*WHAT IS REQUIRED:*
All entries should be copied exactly; the pictures stay out.

*THE INPUT:*
━━━━

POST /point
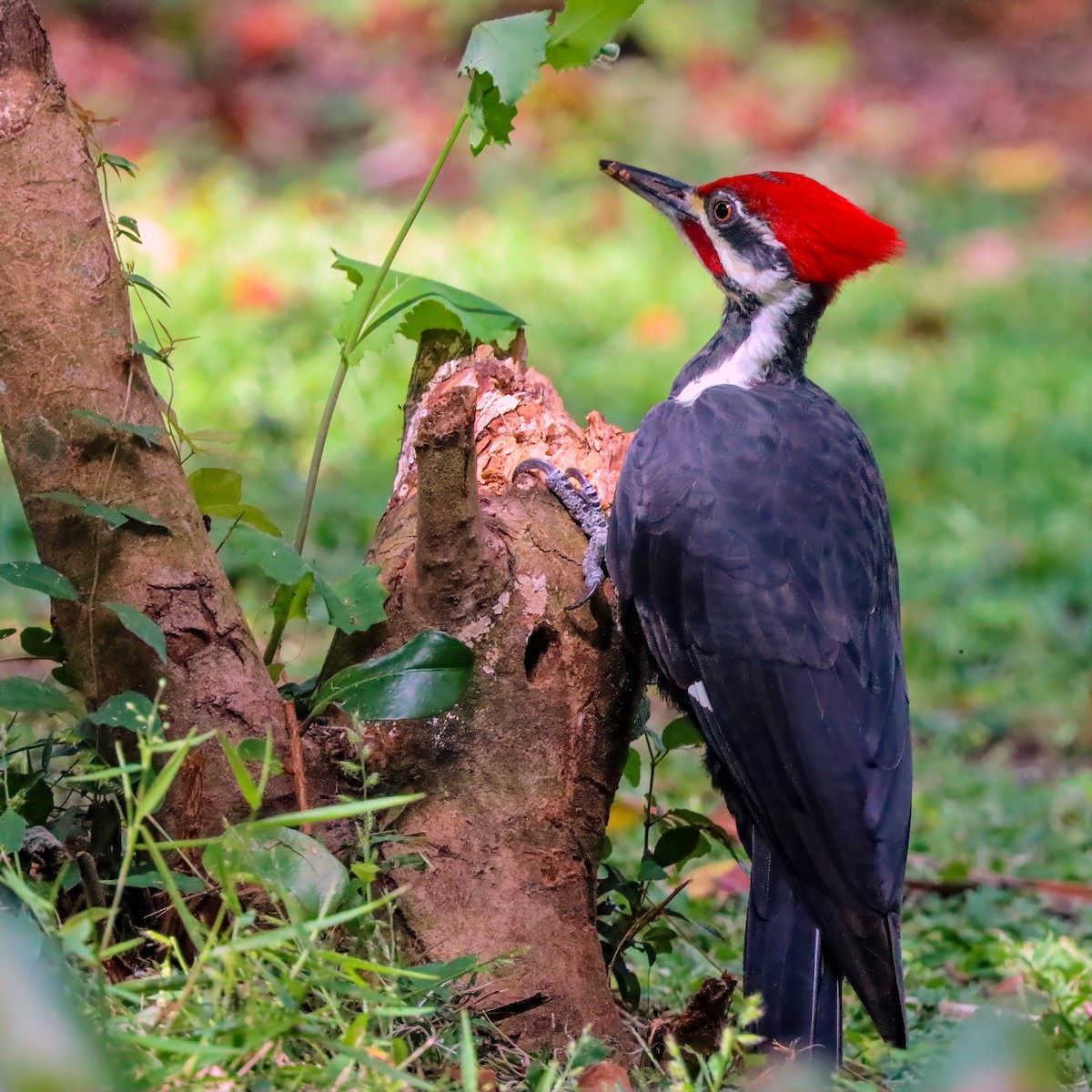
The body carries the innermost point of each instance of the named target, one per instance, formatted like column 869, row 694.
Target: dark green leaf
column 141, row 626
column 147, row 349
column 20, row 694
column 142, row 282
column 151, row 434
column 119, row 163
column 12, row 831
column 583, row 28
column 676, row 844
column 423, row 678
column 38, row 578
column 288, row 864
column 115, row 517
column 651, row 869
column 186, row 883
column 490, row 119
column 42, row 643
column 682, row 733
column 358, row 603
column 511, row 50
column 401, row 307
column 128, row 710
column 274, row 556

━━━━

*ANSWER FOR THIS EXERCISE:*
POST /point
The body carries the innermost point of each instance of the named target, one per instance, formatted like column 869, row 694.
Target: dark green leaf
column 141, row 626
column 147, row 349
column 20, row 694
column 142, row 282
column 151, row 434
column 119, row 163
column 12, row 831
column 583, row 28
column 676, row 844
column 423, row 678
column 38, row 578
column 288, row 864
column 115, row 517
column 651, row 869
column 186, row 883
column 490, row 119
column 42, row 643
column 682, row 733
column 358, row 603
column 511, row 50
column 401, row 307
column 128, row 710
column 274, row 556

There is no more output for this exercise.